Rows from a dataset:
---+---
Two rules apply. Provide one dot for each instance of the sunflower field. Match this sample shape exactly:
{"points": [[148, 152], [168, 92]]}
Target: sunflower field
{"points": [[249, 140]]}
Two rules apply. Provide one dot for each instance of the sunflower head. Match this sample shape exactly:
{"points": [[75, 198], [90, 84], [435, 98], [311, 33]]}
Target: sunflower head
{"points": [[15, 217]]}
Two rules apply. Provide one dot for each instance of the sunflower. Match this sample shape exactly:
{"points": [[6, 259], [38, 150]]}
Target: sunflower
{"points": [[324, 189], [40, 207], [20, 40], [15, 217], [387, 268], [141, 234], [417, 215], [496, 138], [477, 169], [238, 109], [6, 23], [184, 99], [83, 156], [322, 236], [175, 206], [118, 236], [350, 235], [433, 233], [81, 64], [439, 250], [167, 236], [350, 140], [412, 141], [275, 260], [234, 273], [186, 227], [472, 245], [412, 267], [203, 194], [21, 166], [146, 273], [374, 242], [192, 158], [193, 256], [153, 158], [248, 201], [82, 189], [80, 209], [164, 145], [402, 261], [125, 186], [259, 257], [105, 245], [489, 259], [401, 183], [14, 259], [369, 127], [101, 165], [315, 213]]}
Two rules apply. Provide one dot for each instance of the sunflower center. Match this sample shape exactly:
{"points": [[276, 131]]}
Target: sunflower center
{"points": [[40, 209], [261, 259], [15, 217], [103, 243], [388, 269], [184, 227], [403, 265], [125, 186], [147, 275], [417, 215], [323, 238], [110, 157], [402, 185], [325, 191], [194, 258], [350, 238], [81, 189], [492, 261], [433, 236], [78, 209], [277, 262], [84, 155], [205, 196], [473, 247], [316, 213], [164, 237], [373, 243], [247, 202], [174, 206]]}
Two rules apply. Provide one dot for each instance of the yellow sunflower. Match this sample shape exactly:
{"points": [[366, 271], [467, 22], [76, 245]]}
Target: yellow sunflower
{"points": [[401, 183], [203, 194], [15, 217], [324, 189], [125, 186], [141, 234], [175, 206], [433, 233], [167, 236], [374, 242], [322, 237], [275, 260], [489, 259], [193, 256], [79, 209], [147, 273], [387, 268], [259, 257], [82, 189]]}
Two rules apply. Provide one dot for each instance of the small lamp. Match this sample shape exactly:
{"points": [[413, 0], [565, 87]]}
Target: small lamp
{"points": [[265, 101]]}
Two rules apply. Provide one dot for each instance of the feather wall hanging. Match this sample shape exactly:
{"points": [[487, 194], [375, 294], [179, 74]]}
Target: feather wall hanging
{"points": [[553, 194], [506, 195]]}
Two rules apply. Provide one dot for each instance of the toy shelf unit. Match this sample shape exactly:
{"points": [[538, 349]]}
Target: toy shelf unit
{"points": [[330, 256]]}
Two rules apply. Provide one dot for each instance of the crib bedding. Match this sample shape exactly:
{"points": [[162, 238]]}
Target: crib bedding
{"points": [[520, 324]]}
---+---
Exercise objective
Quote verbatim the lines of the items, starting with the line that contains "of the crib" and continuing through the end of the items.

Solved problem
Two rules apply. Provide one dot for each instance of the crib bedding. Match this sample shape exactly:
{"points": [[162, 238]]}
Target: crib bedding
{"points": [[520, 324]]}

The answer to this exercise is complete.